Et donc nous avons construit un bateau concept qui se situe entre le monocoque et le multicoque. Il est équipé d’une propulsion électrique et d’un générateur thermique. Des panneaux solaires lui fournissent 50 % de l’énergie nécessaire en navigation estivale. Ce cas d’usage répond parfaitement à ce que veulent nos clients. Ce prototype est testé, en location, depuis septembre et jusqu’en février, en conditions réelles par des clients en Croatie et dans les Caraïbes. C’est bien plus que l’expérience utilisateur qui est testée. C’est de savoir quels sont les axes d’amélioration, quelle est la perception de l’expérience de navigation de produit.

L’atelier de montage à Saint-Gilles-Croix-de-Vie. GROUPE BENETEAU
Quid de la phase de production ?
C’est la phase sur laquelle on est le plus avancé. Nous avons démarré il y a une quinzaine d’années avec des actions concrètes comme l’utilisation de résine moins émissive. Toutes nos usines françaises et notre chantier polonais sont certifiées Iso 14001, norme qui signifie que l’on a une démarche structurée d’amélioration continue de notre empreinte carbone.
La décarbonation du secteur nautique est un enjeu majeur. Quel est votre regard sur le sujet ?
Il y a une conscience naturelle des acteurs du nautisme. Une seule action ne suffira pas à sauver la mer et la planète. Il est donc primordial d’embarquer l’ensemble de la filière pour avoir un impact réel. Or, l’industrie nautique est un marché éclaté avec de nombreux acteurs. La filière n’est pas encore aussi bien structurée que dans l’automobile, même si, en Europe, les choses évoluent dans le bon sens. Les différentes fédérations nationales commencent à se coordonner sur l’analyse du cycle de vie des produits et font le lien avec les chantiers constructeurs.
Encore une fois, c’est important de comprendre de quoi on parle. Électrifier, ce n’est pas forcément décarboner. Une solution intuitivement décarbonante ne le sera peut-être plus en fonction du nombre d’heures d’utilisation du produit. C’est pour cela qu’il est essentiel d’analyser le cycle de vie, d’identifier l’impact d’une action en fonction des divers cas d’usage. D’où l’intérêt d’avoir une approche scientifique rationnelle, documentée. Et de parler le même langage.

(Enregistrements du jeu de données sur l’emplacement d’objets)
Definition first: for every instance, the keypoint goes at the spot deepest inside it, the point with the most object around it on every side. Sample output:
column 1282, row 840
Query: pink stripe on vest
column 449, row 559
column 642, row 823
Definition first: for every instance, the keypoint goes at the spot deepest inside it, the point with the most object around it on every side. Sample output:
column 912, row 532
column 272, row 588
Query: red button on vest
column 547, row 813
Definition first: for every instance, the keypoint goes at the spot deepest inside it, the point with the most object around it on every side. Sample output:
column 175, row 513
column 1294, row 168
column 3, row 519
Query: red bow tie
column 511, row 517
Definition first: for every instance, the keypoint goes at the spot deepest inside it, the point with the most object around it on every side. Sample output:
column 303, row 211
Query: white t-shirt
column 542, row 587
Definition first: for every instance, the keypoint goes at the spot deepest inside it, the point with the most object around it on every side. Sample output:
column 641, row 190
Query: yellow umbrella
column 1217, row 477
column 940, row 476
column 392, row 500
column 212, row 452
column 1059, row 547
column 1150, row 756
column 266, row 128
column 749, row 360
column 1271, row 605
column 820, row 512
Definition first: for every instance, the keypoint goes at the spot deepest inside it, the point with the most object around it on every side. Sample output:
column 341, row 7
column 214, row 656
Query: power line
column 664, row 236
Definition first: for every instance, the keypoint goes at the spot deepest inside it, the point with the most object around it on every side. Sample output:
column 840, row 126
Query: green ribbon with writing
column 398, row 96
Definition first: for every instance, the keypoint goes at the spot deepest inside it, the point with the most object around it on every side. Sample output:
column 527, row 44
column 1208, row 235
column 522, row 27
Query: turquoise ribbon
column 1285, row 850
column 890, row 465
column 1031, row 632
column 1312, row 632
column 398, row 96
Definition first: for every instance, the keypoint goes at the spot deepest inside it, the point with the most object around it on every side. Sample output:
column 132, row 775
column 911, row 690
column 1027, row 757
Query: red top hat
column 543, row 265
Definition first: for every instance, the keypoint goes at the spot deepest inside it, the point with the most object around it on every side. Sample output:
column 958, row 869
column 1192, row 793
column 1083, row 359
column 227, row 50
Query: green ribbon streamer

Énoncé écrit: Pourriez-vous prolonger l’article sur la décarbonation du nautisme à la suite de sa dernière phrase ?

Réponse proposée:
Ce que je retiens, c’est l’incroyable capacité de Beneteau à s’adapter aux évolutions du marché sur des périodes longues
Comment l’innovation technologique peut-elle aider à tendre vers un nautisme plus durable ?
Pour être pertinente et durable, l’innovation technologique doit être corrélée au type de bateau, à son architecture et à l’usage qui va en être fait. Autrement dit, il faut prendre en compte l’environnement dans lequel elle s’inscrit. Par exemple, lorsque vous concevez un bateau, vous faites une coque censée aller à une vitesse déterminée, et vous propulsez. Vous mettez le moteur pour aller avec cette vitesse. Si l’utilisateur va moins vite, il pense consommer moins, mais en fait, comme il met plus longtemps, il consomme plus parce qu’il pousse plus d’eau. Il est donc essentiel de sensibiliser l’utilisateur sur les conditions optimales d’usage pour lesquelles son bateau a été conçu.
In fine, chez Beneteau, nous sommes plus des intégrateurs de solutions technologiques que des développeurs. Notre développement est dans le bateau lui-même, dans l’architecture navale, dans notre capacité à intégrer ces briques technologiques et à les rendre compatibles avec l’environnement marin.

Une accastilleuse sur le site Beneteau des Herbiers. GROUPE BENETEAU
Vous innovez aussi du côté des usages. Pourquoi ?
Le marché des petites unités (moins de 24 pieds) reste encore soumis à l’inflation et aux taux d’intérêt. Innover dans le domaine des usages a pour objectif de redynamiser la vente de nos bateaux sur ce segment. Nous avons d’abord privilégié l’option « boat club ». Ces clubs privés proposent à leurs membres des solutions de navigation à la journée ou à la semaine. En 2021, nous sommes entrés au capital de l’Américain Your boat club, qui compte plus de trente-cinq bases de navigation aux Etats-Unis. En 2023, nous avons intégré la référence de la navigation par abonnement, Wiziboat, un réseau de plus de trente boat clubs destinés à nos clients français et européens. Enfin, pour répondre à un marché de la location en plein essor, nous avons fait le choix, il y a deux ans et demi, d’entrer au capital de deux grandes sociétés de la location : Navigare Yachting et Dream Yacht Charter qui représentent 10 % du marché mondial.
L’année 2024 est compliquée pour Beneteau. Comment l’analysez-vous ?
Il y a un peu plus d’un an, nous avions publié nos résultats du premier semestre 2023 en disant que ce serait une année record et que 2024 serait une année de déstockage qui s’accompagnerait d’une réduction des commandes.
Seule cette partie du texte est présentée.